═════ Information supplied

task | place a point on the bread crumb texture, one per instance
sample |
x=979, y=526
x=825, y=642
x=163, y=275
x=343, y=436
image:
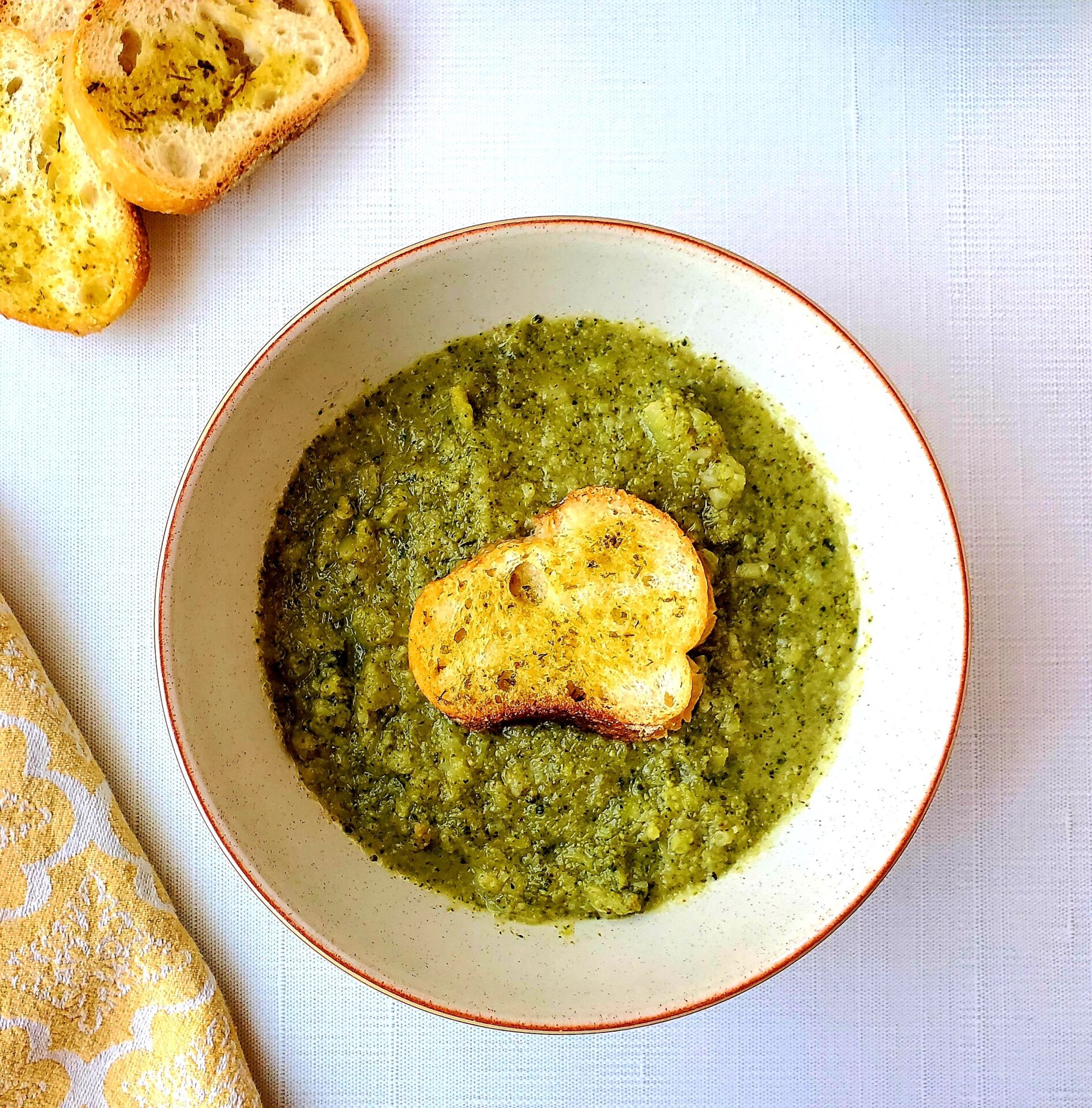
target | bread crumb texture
x=72, y=252
x=40, y=18
x=192, y=95
x=586, y=621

══════════

**Exercise description**
Identify each line in the records that contains the string "texture", matching case exactly, and copy those lines.

**The output**
task | place a point on the bread crumb texture, one per instance
target | bread crumb texture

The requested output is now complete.